=== The records ===

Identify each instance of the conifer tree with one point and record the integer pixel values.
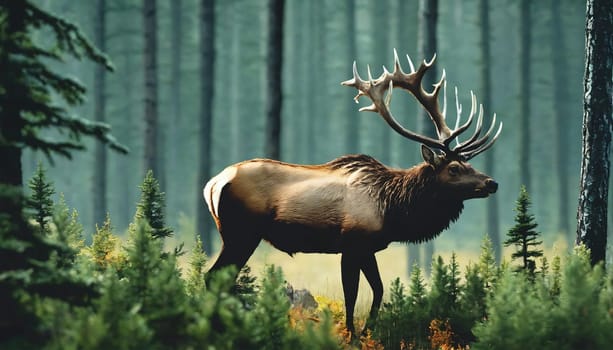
(67, 227)
(104, 248)
(194, 280)
(440, 296)
(524, 236)
(151, 206)
(271, 327)
(487, 264)
(40, 202)
(246, 288)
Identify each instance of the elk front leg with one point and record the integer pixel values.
(371, 271)
(350, 275)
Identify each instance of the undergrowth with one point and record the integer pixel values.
(132, 295)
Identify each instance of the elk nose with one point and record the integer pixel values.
(491, 186)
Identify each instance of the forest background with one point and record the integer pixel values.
(320, 120)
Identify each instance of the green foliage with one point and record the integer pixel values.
(66, 225)
(36, 269)
(40, 202)
(523, 315)
(271, 312)
(487, 264)
(524, 236)
(151, 206)
(246, 287)
(194, 279)
(29, 88)
(394, 318)
(104, 250)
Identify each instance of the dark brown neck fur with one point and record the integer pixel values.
(414, 206)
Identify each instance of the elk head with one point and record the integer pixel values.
(456, 177)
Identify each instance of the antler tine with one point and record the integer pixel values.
(411, 65)
(380, 90)
(469, 155)
(375, 90)
(398, 67)
(479, 126)
(468, 147)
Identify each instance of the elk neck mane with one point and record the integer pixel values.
(415, 207)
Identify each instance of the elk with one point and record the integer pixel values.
(354, 205)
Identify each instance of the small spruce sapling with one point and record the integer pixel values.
(524, 236)
(151, 207)
(104, 249)
(194, 280)
(487, 264)
(67, 226)
(40, 202)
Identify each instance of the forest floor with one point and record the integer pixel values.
(320, 274)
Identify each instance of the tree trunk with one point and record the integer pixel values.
(597, 124)
(100, 166)
(151, 87)
(560, 98)
(426, 48)
(274, 86)
(352, 132)
(524, 92)
(207, 64)
(11, 123)
(486, 93)
(175, 142)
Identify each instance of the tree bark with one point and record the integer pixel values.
(11, 123)
(486, 93)
(175, 142)
(274, 78)
(352, 132)
(597, 124)
(560, 98)
(524, 92)
(100, 166)
(151, 87)
(207, 77)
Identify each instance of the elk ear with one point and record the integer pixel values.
(429, 156)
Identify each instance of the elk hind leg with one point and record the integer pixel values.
(371, 272)
(350, 275)
(235, 252)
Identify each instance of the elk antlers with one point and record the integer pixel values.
(375, 89)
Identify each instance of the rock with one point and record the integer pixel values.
(300, 298)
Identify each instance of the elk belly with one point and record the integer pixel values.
(298, 238)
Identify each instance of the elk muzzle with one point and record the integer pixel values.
(490, 186)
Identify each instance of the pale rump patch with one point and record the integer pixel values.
(212, 189)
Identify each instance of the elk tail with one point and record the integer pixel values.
(212, 192)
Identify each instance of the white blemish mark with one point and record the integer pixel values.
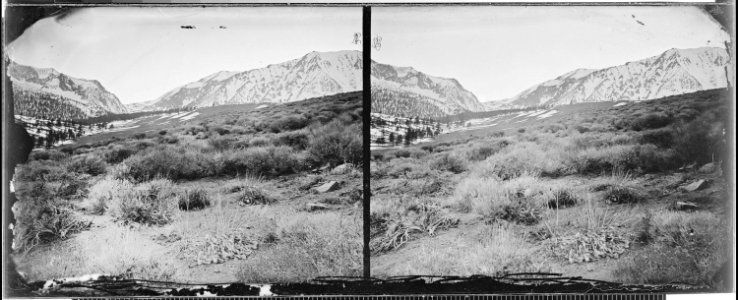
(265, 290)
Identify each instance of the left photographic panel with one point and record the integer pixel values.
(188, 144)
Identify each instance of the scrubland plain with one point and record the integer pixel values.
(230, 194)
(632, 193)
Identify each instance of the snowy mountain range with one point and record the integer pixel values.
(45, 92)
(312, 75)
(406, 91)
(316, 74)
(674, 72)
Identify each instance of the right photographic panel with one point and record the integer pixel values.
(581, 140)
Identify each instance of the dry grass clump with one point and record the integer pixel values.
(480, 152)
(195, 199)
(87, 164)
(418, 218)
(687, 248)
(218, 248)
(589, 246)
(495, 251)
(43, 211)
(251, 195)
(510, 200)
(448, 162)
(525, 158)
(310, 245)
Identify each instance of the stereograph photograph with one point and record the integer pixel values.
(219, 150)
(189, 144)
(584, 141)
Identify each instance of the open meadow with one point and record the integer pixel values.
(631, 192)
(254, 193)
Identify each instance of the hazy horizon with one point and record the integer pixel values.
(139, 54)
(497, 52)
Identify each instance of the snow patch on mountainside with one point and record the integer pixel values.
(674, 72)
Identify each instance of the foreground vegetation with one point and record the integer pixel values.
(228, 196)
(595, 192)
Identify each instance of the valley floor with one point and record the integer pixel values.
(202, 246)
(631, 193)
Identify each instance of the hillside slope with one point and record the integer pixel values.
(47, 93)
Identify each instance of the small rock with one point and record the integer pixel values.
(707, 168)
(697, 185)
(684, 205)
(341, 169)
(316, 206)
(324, 168)
(327, 187)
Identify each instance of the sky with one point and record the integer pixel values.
(497, 52)
(139, 54)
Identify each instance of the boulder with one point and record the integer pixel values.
(684, 205)
(327, 187)
(316, 206)
(341, 169)
(697, 185)
(707, 168)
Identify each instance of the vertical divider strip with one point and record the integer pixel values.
(365, 129)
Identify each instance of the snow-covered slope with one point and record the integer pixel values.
(319, 74)
(46, 90)
(406, 91)
(674, 72)
(315, 74)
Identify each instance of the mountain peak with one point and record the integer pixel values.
(674, 71)
(70, 97)
(312, 75)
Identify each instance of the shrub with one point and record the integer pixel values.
(221, 143)
(650, 158)
(651, 121)
(168, 139)
(289, 123)
(118, 154)
(41, 171)
(660, 137)
(699, 141)
(335, 144)
(150, 203)
(481, 152)
(249, 195)
(447, 162)
(220, 130)
(526, 158)
(54, 155)
(310, 246)
(562, 199)
(262, 161)
(260, 141)
(521, 211)
(406, 153)
(88, 164)
(169, 162)
(43, 223)
(298, 140)
(622, 195)
(193, 200)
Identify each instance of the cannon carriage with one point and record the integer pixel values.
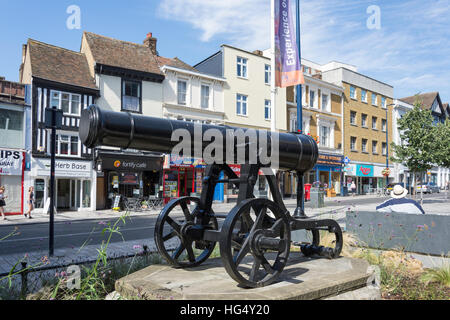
(255, 236)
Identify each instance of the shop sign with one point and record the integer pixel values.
(330, 160)
(186, 162)
(65, 168)
(364, 170)
(11, 162)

=== Exercise objective ===
Reproduce every item above word for word, in the same order, leaving out the pictures.

=== Task solution ===
Identify each instance of the conifer tree with one point and record the integer pixel values.
(67, 227)
(104, 248)
(194, 280)
(440, 296)
(524, 236)
(151, 206)
(271, 327)
(487, 264)
(40, 202)
(246, 288)
Identify each instance of the elk front leg with one point and record the integer pixel values.
(371, 271)
(350, 275)
Identify each instance of the undergrowth with one point and record the integer pixel values.
(132, 295)
Identify each instance of the elk nose with one point and record the integer pixel values.
(491, 186)
Identify each instance of the forest background with one point and record the integer pixel values.
(320, 120)
Identify each instance of the green foliage with one point and record the integer pixel values.
(66, 225)
(36, 269)
(40, 202)
(523, 315)
(271, 312)
(487, 264)
(524, 236)
(151, 206)
(246, 287)
(194, 279)
(29, 88)
(394, 318)
(104, 250)
Identify each instance of the dark brown neck fur with one point and record the integer pixel values.
(414, 206)
Identify each instance of the elk head with one point and record the integer pixel values.
(456, 177)
Identify each instance of the antler tine with one point and record the integer pixel values.
(411, 65)
(380, 90)
(469, 155)
(375, 90)
(398, 67)
(479, 126)
(468, 147)
Identify each instance of the elk neck mane with one point and record the integer pixel values.
(415, 207)
Identify each instance of the elk with one point and record the integer pixel values.
(354, 205)
Identify each instance of the small spruce sapling with one point and record the integer pixel values.
(524, 236)
(151, 207)
(104, 249)
(194, 280)
(487, 264)
(67, 226)
(40, 202)
Identify each instance of the forest floor with one point and record the integer pixel values.
(320, 274)
Identify each instance of the tree trunk with one point and record the integer pixel values.
(597, 124)
(100, 166)
(151, 87)
(560, 98)
(426, 48)
(274, 86)
(352, 132)
(524, 92)
(207, 64)
(11, 123)
(486, 93)
(175, 142)
Identify each instance of the tree bark with one point and record the integer pixel values.
(11, 123)
(486, 93)
(175, 142)
(274, 78)
(352, 132)
(597, 124)
(560, 98)
(524, 92)
(100, 166)
(151, 87)
(207, 77)
Identify each instance of the elk ear with one point and record the integer pixel values.
(429, 156)
Identify each instance of the elk hind leg with one point and record the integer pixel values.
(371, 272)
(350, 275)
(235, 252)
Identify each instance of the elk antlers with one point and record the integer pixel values.
(375, 89)
Identify each instance of the rock with one point and record the integer pixel values.
(300, 298)
Identify each instance of the elk belly with one point and record the integer pixel values.
(298, 238)
Identify each instance of the elk muzzle with one point and record the integer pixel values.
(490, 186)
Identify each instance of the pale rump patch with one point and record the integer pixel values.
(212, 189)
Identify each instance of the elk tail with one point and record the integer pixel values.
(212, 192)
Identify each instance of the white blemish mark with one point and record the integer pixel values.
(265, 290)
Identify each instance of the left photographic panel with one point and record the integer pixel values.
(188, 144)
Identify each instance of the scrubland plain with one point and record the integer pixel values.
(230, 194)
(632, 193)
Identify each instance of the snowy mountain range with one point and record the integer pixel values.
(45, 92)
(312, 75)
(406, 91)
(316, 74)
(674, 72)
Identify each instance of the right photographic panel with one point and record the integer pixel values.
(581, 140)
Identify each instance of the dry grass clump with one point and record the integer pixel values.
(480, 152)
(195, 199)
(87, 164)
(418, 218)
(687, 248)
(218, 248)
(589, 246)
(495, 251)
(43, 211)
(251, 195)
(510, 200)
(448, 162)
(525, 158)
(310, 245)
Identify each instance of the stereograph photograph with one point and record the integer pixel values.
(219, 150)
(189, 144)
(584, 141)
Identify each instance of the open meadow with one point and record the integer pixel values.
(631, 192)
(254, 193)
Identify each instance of the hazy horizon with one point and record the integer pixel values.
(139, 54)
(497, 52)
Identify each instance of the snow patch on mountainside with one point and record the integer pixel values.
(674, 72)
Identify each instance of the foreground vegetation with one point and record the integer pixel values.
(228, 196)
(595, 192)
Identify each instance of the valley floor with one point and record the integer pixel values.
(202, 246)
(631, 193)
Identify each instance of the hillside slope with one point and record the integer pixel values.
(47, 93)
Identify each instance of the small rock with one point and record the integer pixel values.
(707, 168)
(697, 185)
(684, 205)
(341, 169)
(316, 206)
(324, 168)
(327, 187)
Identify each instance of the sky with one point and record the integer pixel values.
(497, 52)
(139, 54)
Identify each instance of the boulder with one point and record the integer pixel values.
(684, 205)
(327, 187)
(316, 206)
(341, 169)
(697, 185)
(707, 168)
Identify each instance of the vertical divider strip with one point and record the integer pixel values.
(365, 129)
Identify each instance of the snow-covered slope with one point and record the integer pixel values.
(319, 74)
(46, 90)
(406, 91)
(674, 72)
(315, 74)
Identify each instance of the mountain peak with one point and record the integer pixel values.
(674, 71)
(70, 97)
(312, 75)
Identify each instance of the shrub with one point and record the integer pixel values.
(221, 143)
(650, 158)
(651, 121)
(168, 139)
(289, 123)
(118, 154)
(41, 171)
(660, 137)
(699, 141)
(335, 144)
(150, 203)
(481, 152)
(249, 195)
(447, 162)
(220, 130)
(526, 158)
(54, 155)
(310, 246)
(562, 199)
(262, 161)
(260, 141)
(521, 211)
(406, 153)
(88, 164)
(169, 162)
(43, 223)
(298, 140)
(622, 195)
(193, 200)
Identify each instance of the cannon carriage with one point and record the integer pixel values.
(255, 236)
Identify each instance of the shop sign with one point and record the integer pixel values.
(330, 160)
(186, 162)
(65, 168)
(364, 170)
(11, 162)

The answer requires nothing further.